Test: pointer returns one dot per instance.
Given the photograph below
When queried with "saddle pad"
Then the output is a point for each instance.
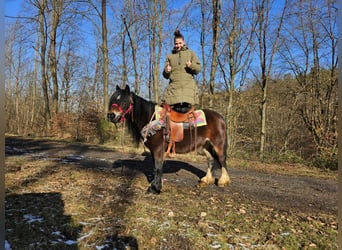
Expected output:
(200, 116)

***

• [Your task]: Transcribe all of the data above verbatim but omit every picture.

• [Written solution]:
Test: pointer returns one dot per instance.
Given the photograph below
When queried with "saddle pad"
Then the output is a point for each instance.
Expected output:
(200, 116)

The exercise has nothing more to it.